> [Assignment] An exact copy of every record is required.
+++ Data extract +++
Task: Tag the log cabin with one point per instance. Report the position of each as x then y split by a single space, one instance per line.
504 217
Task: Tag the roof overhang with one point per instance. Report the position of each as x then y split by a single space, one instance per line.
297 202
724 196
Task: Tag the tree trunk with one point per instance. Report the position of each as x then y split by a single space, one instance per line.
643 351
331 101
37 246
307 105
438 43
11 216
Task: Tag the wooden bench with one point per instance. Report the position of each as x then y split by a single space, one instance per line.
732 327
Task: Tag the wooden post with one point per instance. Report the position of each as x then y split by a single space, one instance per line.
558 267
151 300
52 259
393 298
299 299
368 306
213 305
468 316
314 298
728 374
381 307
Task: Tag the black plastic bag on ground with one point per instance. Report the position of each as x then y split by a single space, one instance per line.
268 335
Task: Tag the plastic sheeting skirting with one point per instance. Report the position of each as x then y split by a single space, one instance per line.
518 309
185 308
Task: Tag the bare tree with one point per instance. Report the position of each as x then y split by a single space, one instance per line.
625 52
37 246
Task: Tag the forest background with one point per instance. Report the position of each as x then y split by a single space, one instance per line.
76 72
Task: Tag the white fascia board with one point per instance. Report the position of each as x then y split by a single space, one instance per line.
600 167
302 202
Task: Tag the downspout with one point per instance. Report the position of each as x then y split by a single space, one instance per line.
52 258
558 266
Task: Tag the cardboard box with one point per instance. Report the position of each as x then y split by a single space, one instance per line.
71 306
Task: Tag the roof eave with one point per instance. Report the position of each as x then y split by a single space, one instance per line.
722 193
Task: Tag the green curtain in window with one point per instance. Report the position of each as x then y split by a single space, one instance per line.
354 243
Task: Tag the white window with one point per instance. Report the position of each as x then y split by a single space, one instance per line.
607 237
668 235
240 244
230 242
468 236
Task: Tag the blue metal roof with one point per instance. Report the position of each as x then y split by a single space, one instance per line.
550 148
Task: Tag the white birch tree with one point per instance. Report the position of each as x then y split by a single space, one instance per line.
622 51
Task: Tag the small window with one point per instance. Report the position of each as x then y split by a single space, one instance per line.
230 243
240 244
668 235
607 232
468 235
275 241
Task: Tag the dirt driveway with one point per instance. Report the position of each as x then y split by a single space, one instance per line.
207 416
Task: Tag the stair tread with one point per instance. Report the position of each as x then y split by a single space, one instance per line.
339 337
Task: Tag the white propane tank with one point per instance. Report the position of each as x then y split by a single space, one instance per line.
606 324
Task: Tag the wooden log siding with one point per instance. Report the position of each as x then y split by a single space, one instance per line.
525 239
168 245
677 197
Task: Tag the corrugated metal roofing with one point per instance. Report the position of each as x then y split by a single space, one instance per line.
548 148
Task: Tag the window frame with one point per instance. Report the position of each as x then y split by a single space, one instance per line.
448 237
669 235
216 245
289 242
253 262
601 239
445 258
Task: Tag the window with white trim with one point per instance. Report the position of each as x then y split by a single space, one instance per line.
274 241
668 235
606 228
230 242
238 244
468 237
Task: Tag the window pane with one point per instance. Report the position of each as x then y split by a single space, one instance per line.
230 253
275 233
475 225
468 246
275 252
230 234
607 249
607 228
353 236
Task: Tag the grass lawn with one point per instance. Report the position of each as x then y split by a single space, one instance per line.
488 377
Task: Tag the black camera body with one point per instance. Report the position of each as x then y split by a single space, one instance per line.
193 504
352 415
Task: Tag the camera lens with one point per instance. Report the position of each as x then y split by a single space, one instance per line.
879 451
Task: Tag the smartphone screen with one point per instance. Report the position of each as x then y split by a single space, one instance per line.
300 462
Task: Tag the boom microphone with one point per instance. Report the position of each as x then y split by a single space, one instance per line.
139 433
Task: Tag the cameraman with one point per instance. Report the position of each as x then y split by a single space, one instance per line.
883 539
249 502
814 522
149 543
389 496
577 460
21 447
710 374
+++
> [Response to the exercise]
Task: Tag the log cabin with one point per instance. Report the position of each as x then y split by a single space, one instance per line.
504 217
Task: Tag the roof overhang with one point per instance. Report the position of each as x then y split by a single space, one instance per line.
297 202
724 196
Task: Tag the tree trunk with one point per instance. Report the position of each as x then y split by a single space, one instance per line.
643 351
331 101
37 246
307 105
438 43
11 216
Task: Tag the wooden bench with one point per instance. Report the position of each as x then y split by a single space, one instance per line.
732 327
Task: Tag the wooden post with one point per instance. Report the position of each as x then y split by a single space, one instance per line.
558 267
151 300
52 259
393 298
299 299
368 306
213 305
468 316
314 298
728 374
381 307
Task: Tag the black plastic bag on ground with one point per instance. Report the position of each as x then y split by a single space, one instance per line.
268 335
Task: Tag the plastic sheeting skirting with one point per instance. Report the position of each as x then y split by a single space, one instance per line.
518 309
185 308
Task: Tag the bare tree with one point per instance. Report the position of each as x then y split by a single space, one instance per line.
625 52
37 246
Task: Tag the forest background with one point per instance. Report the position of each as x then y split by a single space, one instance per line.
76 72
Task: Tag the white fascia board with one point per instance. Report the position of each as x then y split by a single space, one instance per line.
600 167
302 202
Task: Tag the downspout with one point per instance. Report the position of each as x then y split by a single space, one instance per line.
52 258
558 266
Task: Tag the cardboard box with one point per instance. Report the position of each as x then y split by a single space, one instance per line.
71 306
Task: Tag the roof eave with one point per instance. Report the position of each as x then y split by a single space, one instance per line.
722 193
Task: Tag the green curtain in window with one point per instance. Report the position of each as x then y split by a single space, one instance per line.
354 243
Task: Tag the white window with one point per instance. Report the position of each as x then y split by a single space, one instance per line.
607 237
668 235
240 244
230 242
468 236
Task: Tag the blue metal roof with one point per instance. Report the position of each as x then y split by a single space, one instance per line.
550 148
Task: Tag the white birch tree with one point per instance. Report the position of each as x then y split by a single space, one instance per line.
622 51
Task: Tag the small window with one point per instance. Report the position of each as x then y split by a single space, one instance per line.
230 243
240 244
668 235
607 232
468 235
275 241
Task: Tag the dirt driveway with one point per instance. Report the position of each as x then y split by a single space, one instance per line.
207 416
Task: Tag the stair tread with one point per instance. Report the position of each as x then y split by a single space, one instance per line.
339 337
Task: Tag the white propane tank with one point per instance. Report the position of each as x then y split by a single space, one instance per line.
606 324
Task: Tag the wooden log siding with one point per instance. Report the position of each as x then y split by a single space, one instance per line.
525 239
168 245
677 197
Task: Tag the corrugated metal roofing with one point per instance. Report the position of each as x then y split by a single space, one instance per line.
548 148
Task: Tag the window frame with one point per instance. Report the position of each as x then y split by a single space, one instance per line.
448 237
669 235
216 245
289 242
253 262
601 239
445 258
Task: Tag the window with white trim with one point per instance. Report the position of each as x then y split by a single space, one instance per line.
274 241
668 235
606 228
230 242
238 244
468 237
Task: Tag the window pane with one point per instance. Report the position of each as x then y split by a single space, one instance per line.
230 253
275 233
475 225
468 246
275 252
230 234
607 249
607 228
353 236
Task: Tag the grass lawn with one point per instance. Report the position of each as x then y split by a single space, one instance per line.
488 377
Task: Tag the black camera body with one point per instance. Report the position of each as x then y split by a single space, one instance per line.
193 504
352 415
Task: Tag the camera lens with one point per instance. Report the position of each as x then y split by a single space, one instance per line.
879 451
Task: Tag the smartphone screen with one point per instance. Report the position of each as x then y split by a single space, one instance per line.
300 462
Task: Tag the boom microphone with one point per instance. Report the position of each as x then y split by a single space, one instance per line.
139 433
Task: Tag the cameraman with one point per instance. Report the position of each as x then y split by a single space, one instance per line.
883 539
249 502
814 522
149 543
389 496
577 460
21 447
710 374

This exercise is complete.